Things to do →
[1] In the restaurant staffing text, update the passage between "So I’ll begin" and "I thank you.", inclusive, replacing "November" with "December".
[2] Summarize the restaurant staffing text in two sentences.

** Supplied text follows **

I’m not sure where all these people have gone, but I’m beginning to wonder if it’s not wildly more appealing than picking up the pieces left by the workforce evacuees.
We’re getting applications again, but it’s line cooks who’ve never set foot in the dining room wanting to be waiters, and people with three months of Burger King cashier experience who fancy they’d like to be a saute cook who needs to be able to monitor eight or ten saute pans at a go. It’s simply not viable, and the cherry on top is the part where you go to a table to take the drubbing you’ve earned by letting them down in spite of your best efforts.
So I’ll begin November with a congratulatory email to my coworkers: you’ve all endured the taxing new demands on your work day, your coworkers short fuses, guests who can’t begin to understand what you’re dealing with and purveyors who’ve got their own miserable reasons for showing up without six or eight of the nineteen things you ordered. You’ve put up with me obligating us to more than we can handle, and the subsequent dark clouds over the heads of me and the other managers who are mired in emergencies, shortfalls and panicky phone calls. You’ve covered shifts for one another at the eleventh hour, and stopped at one store or another on you way into work when we’ve been shorted ingredients for days in a row. And you’ve done it, for the most part, with tremendous grace and patience. And for that I thank you.

** End of Supplied text **
** Dataset extract follows **

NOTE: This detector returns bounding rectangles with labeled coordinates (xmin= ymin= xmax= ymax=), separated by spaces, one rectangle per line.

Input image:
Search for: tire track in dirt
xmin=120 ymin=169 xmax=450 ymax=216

** End of Dataset extract **

Expected results →
[1]
So I’ll begin December with a congratulatory email to my coworkers: you’ve all endured the taxing new demands on your work day, your coworkers short fuses, guests who can’t begin to understand what you’re dealing with and purveyors who’ve got their own miserable reasons for showing up without six or eight of the nineteen things you ordered. You’ve put up with me obligating us to more than we can handle, and the subsequent dark clouds over the heads of me and the other managers who are mired in emergencies, shortfalls and panicky phone calls. You’ve covered shifts for one another at the eleventh hour, and stopped at one store or another on you way into work when we’ve been shorted ingredients for days in a row. And you’ve done it, for the most part, with tremendous grace and patience. And for that I thank you.

[2] The writer is getting applications again, but they come from people unsuited to the jobs they want, such as line cooks who have never worked the dining room wanting to be waiters and former Burger King cashiers wanting to be saute cooks. The writer plans to begin November with an email thanking coworkers for enduring new demands, short fuses, uncomprehending guests, incomplete deliveries, and last-minute shift coverage with grace and patience.